What can you do if you enter the profession and then realise it is not for you? 

When we do see those candidates who have come to the profession, only to realise a few years down the line that their chosen career doesn’t meet expectations, all is not lost! Invariably, they will head into a technical/research role and these positions are still in high demand. The skills you develop as an attorney only compliment your profile and will be seen as a positive. Again, at MWA, we provide career coaching support to attorneys at all stages of their careers, and we can help them navigate these challenges.

What support can you receive from your employer through the training period, and can you move mid-training?

This is an important question, which has more implications for your career than one originally considers. As an applicant, your ambition is to secure a trainee position. Because of the limited knowledge you may have of the profession, it is hard to be circumspect about who you join. When in the application process, be that for a private practice or industry position, you need to understand the level of support you will receive towards your professional training. If the organisation doesn’t place much emphasis on the journey towards qualification, treat this as a red flag. Does it mean that IP within the organisation is less important to the business? Does it mean the Head of Department does not have the upper management influence? Is the Head of Department qualified? Getting into the profession is a big goal. But working towards qualification is an even larger goal, and very attainable, in the right environment.

### Dataset excerpts
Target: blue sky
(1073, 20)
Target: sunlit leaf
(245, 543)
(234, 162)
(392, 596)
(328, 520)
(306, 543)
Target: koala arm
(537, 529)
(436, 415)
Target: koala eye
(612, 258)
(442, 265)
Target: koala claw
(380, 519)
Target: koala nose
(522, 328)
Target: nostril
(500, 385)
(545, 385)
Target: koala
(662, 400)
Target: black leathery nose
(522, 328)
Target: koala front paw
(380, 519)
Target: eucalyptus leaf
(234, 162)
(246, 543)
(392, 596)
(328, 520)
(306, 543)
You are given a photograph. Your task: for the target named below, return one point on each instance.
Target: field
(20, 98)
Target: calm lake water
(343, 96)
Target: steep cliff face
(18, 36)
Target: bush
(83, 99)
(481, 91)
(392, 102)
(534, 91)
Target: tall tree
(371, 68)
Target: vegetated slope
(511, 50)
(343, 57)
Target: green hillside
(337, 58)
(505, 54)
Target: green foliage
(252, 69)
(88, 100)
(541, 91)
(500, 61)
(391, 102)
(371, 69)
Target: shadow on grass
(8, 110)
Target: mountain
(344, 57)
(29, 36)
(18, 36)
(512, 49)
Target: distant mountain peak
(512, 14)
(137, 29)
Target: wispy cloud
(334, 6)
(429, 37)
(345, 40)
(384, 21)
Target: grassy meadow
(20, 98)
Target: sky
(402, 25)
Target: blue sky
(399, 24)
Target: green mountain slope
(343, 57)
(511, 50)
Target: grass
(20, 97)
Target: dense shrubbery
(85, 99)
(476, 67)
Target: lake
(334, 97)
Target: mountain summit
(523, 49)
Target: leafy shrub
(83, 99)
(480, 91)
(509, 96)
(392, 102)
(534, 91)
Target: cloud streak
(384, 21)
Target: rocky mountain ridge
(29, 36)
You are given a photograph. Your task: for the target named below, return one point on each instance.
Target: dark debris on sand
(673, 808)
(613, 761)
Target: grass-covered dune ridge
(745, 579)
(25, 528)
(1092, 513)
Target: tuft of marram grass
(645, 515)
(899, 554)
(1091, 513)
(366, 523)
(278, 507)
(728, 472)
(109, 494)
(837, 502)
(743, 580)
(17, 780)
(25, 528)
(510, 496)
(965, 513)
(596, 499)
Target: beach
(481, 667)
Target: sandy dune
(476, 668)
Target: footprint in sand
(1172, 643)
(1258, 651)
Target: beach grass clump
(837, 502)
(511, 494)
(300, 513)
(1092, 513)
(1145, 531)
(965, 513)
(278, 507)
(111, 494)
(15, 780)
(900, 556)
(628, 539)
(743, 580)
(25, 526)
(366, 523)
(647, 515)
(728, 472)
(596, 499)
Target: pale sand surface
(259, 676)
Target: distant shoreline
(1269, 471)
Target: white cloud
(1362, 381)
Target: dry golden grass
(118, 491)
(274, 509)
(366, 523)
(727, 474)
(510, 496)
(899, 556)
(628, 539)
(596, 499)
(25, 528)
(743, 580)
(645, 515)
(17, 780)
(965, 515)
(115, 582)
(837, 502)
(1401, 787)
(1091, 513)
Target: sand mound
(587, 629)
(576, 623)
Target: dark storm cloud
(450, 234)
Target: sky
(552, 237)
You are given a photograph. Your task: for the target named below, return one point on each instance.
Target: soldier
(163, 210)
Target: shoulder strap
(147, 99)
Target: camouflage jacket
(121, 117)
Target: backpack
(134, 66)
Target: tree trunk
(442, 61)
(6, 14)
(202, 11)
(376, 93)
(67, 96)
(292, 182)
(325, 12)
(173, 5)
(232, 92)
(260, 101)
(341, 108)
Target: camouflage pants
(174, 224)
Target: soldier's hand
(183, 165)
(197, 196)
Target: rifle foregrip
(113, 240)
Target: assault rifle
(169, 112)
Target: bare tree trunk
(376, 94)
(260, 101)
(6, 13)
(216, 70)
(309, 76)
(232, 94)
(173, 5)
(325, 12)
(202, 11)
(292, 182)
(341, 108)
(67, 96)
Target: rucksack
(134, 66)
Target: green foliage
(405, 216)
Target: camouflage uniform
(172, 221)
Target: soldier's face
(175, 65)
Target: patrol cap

### Tasks to complete
(a) In the career advice text, what should an applicant treat as a red flag during the application process?
(b) Extend the career advice text from where it stops, in a paragraph or two.

### Answers in order
(a) An organization that doesn't place much emphasis on the journey towards qualification.

(b)
Within a firm environment, it is expected you will be mentored towards qualification. Working for a small firm has its benefits, just as much as the larger firm with a robust training programme. Within the former, you would want to hear that you will be supporting a number of partners/senior associates. This will help you to learn the patent craft from different perspectives, which in turn will help shape your own craft.

During the training process, which could take up to five years, depending on if you are working towards the national and/or European qualification, you will hopefully be sent on external training. This comes at a cost to the firm/organisation, and many will want to lock you in for a number of years after you qualify – this can be via the repayment of the training costs or through a retention bonus paid out a number of years after qualifying.  However, this does not mean you are unable to leave – be that during or after qualification. We see a lot of future employers taking on the loan costs from your employer or offering ‘golden hellos’ to cover the loan payment.

Is it better to start in industry or private practice?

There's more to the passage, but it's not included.